(Records excerpted from a collection)
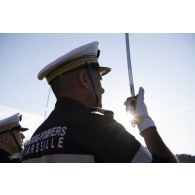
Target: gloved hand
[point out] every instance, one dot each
(138, 109)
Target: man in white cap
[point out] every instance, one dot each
(11, 138)
(78, 130)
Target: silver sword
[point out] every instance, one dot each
(131, 84)
(129, 65)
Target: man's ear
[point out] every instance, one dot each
(84, 79)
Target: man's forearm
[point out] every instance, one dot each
(156, 145)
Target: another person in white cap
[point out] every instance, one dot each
(11, 138)
(78, 130)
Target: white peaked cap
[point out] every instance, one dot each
(83, 55)
(11, 122)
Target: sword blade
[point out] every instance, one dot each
(130, 73)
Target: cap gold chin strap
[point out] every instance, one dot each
(19, 148)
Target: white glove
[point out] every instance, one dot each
(140, 113)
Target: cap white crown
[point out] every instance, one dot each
(88, 49)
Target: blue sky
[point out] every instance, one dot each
(164, 64)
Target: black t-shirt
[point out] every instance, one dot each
(73, 132)
(5, 157)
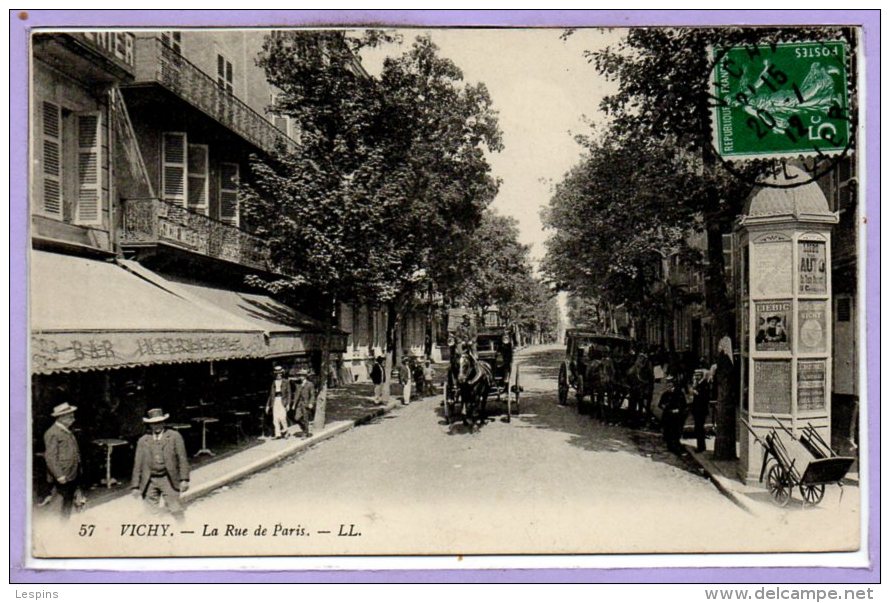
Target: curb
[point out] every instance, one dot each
(722, 484)
(207, 487)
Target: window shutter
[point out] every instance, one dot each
(51, 199)
(228, 193)
(174, 168)
(198, 177)
(89, 169)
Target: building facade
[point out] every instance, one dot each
(138, 293)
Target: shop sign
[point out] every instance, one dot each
(772, 386)
(812, 332)
(773, 326)
(79, 351)
(812, 269)
(811, 384)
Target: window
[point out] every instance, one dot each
(173, 173)
(70, 165)
(51, 199)
(198, 178)
(224, 77)
(228, 193)
(89, 169)
(173, 39)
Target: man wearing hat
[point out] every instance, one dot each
(303, 401)
(280, 396)
(466, 334)
(378, 378)
(63, 456)
(161, 466)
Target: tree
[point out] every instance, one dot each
(386, 172)
(496, 265)
(664, 85)
(439, 183)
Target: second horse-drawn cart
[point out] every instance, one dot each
(495, 349)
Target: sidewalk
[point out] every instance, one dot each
(754, 498)
(347, 407)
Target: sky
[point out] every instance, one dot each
(545, 92)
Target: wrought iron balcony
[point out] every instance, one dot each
(148, 222)
(157, 62)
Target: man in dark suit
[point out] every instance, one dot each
(279, 402)
(303, 401)
(378, 378)
(62, 456)
(161, 466)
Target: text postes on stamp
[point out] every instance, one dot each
(781, 100)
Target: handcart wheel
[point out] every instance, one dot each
(779, 485)
(812, 493)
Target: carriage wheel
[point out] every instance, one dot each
(563, 386)
(779, 485)
(812, 493)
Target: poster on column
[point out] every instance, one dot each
(812, 269)
(810, 384)
(812, 333)
(773, 326)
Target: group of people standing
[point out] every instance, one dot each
(160, 466)
(622, 387)
(415, 375)
(710, 388)
(291, 401)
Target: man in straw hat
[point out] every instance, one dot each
(63, 456)
(303, 401)
(161, 466)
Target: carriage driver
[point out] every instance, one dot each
(466, 335)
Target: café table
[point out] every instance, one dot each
(204, 421)
(109, 444)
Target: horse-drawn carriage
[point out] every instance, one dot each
(471, 381)
(593, 365)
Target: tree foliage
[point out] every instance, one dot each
(652, 181)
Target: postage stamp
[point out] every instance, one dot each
(331, 297)
(782, 100)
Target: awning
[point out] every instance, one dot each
(90, 314)
(288, 331)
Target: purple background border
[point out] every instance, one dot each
(18, 240)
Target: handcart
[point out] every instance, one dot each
(807, 463)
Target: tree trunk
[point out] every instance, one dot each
(321, 400)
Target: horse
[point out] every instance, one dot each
(474, 381)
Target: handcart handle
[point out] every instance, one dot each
(788, 431)
(756, 437)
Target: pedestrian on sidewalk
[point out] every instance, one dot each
(429, 376)
(160, 467)
(280, 396)
(303, 401)
(701, 404)
(406, 378)
(673, 406)
(417, 373)
(378, 378)
(62, 456)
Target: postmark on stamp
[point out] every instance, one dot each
(781, 100)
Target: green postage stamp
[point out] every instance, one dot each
(782, 100)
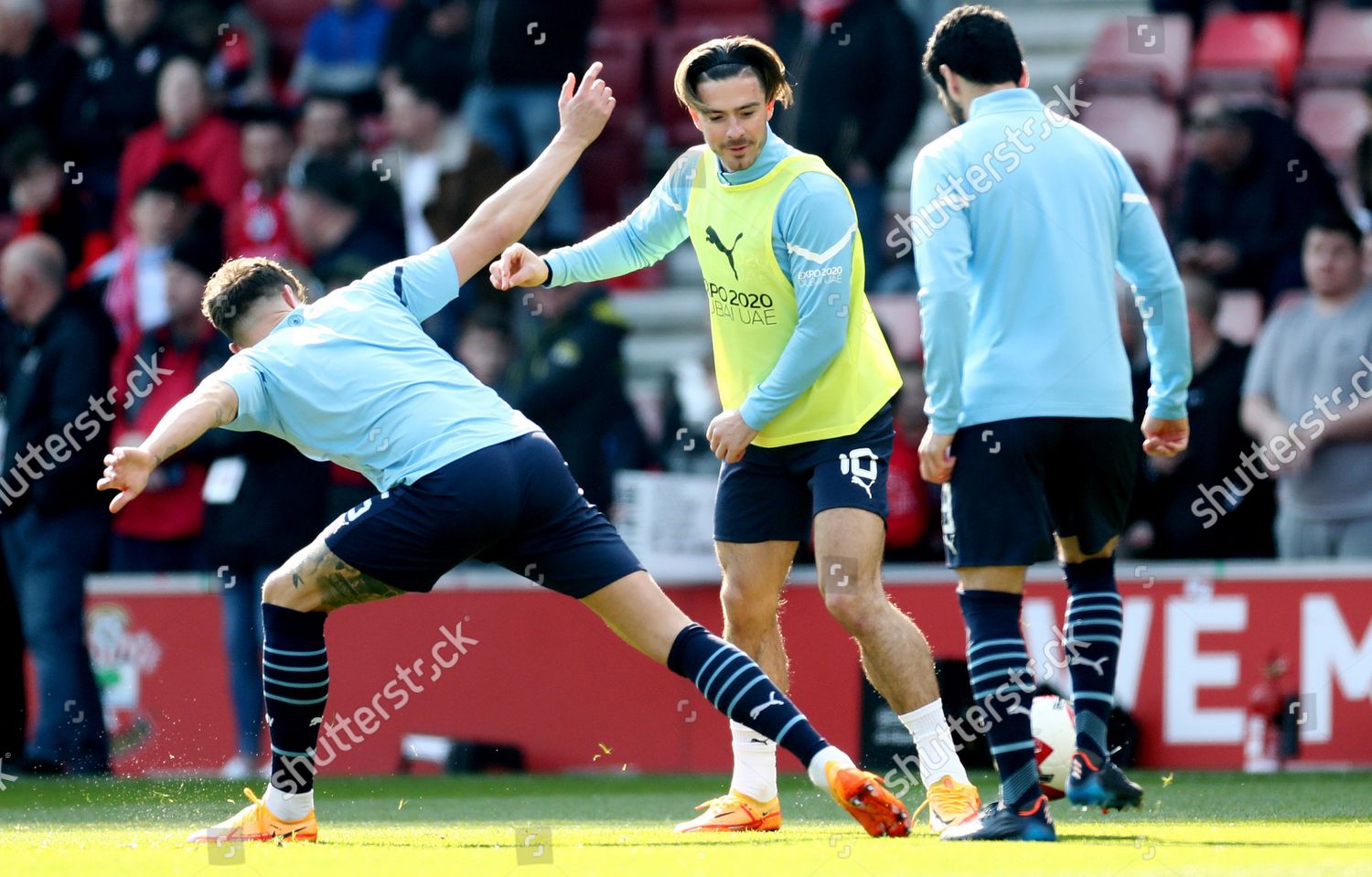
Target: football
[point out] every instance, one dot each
(1054, 740)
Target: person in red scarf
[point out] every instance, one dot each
(164, 534)
(187, 132)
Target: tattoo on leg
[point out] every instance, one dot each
(339, 583)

About this exercise — Copy the records above exactly, from the first line through the line containing "Target: white peaked cap", and leave out the pictures.

Result —
Target: gloved hand
[point out] every instance, one dot each
(138, 109)
Target: man in white cap
[point out] every instance, one dot each
(11, 138)
(78, 130)
Target: silver sword
[point out] every instance, one dot each
(131, 84)
(129, 65)
Target: man's ear
[point out] every instance, one dot each
(84, 79)
Target: man's forearm
[point out] every instance, one dot each
(156, 145)
Target: another person in white cap
[point out] every instance, one dot each
(11, 138)
(78, 130)
Target: white peaked cap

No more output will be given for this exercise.